-------- Information given
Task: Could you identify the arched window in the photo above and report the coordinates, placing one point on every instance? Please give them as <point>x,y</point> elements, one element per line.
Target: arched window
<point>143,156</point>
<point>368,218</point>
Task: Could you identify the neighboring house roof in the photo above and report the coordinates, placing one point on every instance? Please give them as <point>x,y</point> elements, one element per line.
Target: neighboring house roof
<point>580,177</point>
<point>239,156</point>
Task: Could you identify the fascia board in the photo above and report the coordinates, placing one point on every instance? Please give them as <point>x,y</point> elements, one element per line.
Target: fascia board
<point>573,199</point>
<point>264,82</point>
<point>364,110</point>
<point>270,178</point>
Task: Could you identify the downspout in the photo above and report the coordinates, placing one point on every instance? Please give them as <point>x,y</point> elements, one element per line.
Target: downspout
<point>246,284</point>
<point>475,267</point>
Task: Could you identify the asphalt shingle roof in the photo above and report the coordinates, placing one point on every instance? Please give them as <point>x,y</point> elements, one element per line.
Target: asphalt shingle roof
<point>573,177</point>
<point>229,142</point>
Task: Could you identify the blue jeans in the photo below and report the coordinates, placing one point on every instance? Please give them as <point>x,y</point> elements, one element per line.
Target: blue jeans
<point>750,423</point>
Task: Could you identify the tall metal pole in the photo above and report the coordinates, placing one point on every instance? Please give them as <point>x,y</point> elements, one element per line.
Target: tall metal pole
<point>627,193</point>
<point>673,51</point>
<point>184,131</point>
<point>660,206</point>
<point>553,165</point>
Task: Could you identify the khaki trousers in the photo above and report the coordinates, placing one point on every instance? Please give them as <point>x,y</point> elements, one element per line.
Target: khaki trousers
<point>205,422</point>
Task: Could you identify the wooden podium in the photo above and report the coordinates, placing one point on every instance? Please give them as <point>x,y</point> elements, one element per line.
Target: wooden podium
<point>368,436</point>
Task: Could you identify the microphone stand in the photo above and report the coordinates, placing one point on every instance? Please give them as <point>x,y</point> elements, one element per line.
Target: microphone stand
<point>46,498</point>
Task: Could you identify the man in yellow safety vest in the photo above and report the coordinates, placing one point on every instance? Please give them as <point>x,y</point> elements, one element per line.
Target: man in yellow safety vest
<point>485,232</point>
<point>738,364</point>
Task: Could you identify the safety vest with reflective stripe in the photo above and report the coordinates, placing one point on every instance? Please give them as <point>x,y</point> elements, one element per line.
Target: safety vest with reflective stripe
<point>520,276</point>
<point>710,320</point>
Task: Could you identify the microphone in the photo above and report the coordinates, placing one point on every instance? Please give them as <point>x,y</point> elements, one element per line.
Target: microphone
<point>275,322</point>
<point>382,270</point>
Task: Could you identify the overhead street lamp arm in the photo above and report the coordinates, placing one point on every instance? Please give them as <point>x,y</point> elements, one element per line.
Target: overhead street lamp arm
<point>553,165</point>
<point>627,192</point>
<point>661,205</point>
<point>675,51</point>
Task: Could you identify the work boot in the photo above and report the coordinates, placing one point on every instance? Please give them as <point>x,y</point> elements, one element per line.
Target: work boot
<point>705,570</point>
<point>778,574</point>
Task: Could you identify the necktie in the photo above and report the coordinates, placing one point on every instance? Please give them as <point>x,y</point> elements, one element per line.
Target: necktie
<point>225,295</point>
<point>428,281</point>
----------------
Task brief:
Copy out everything from the first of the rows above down to the line containing "<point>368,218</point>", including both ends.

Right answer:
Task: Could you identify the arched window in the photo above and report the coordinates, placing one point on every instance? Please give them as <point>x,y</point> elements, one element per line.
Target: arched window
<point>143,156</point>
<point>368,218</point>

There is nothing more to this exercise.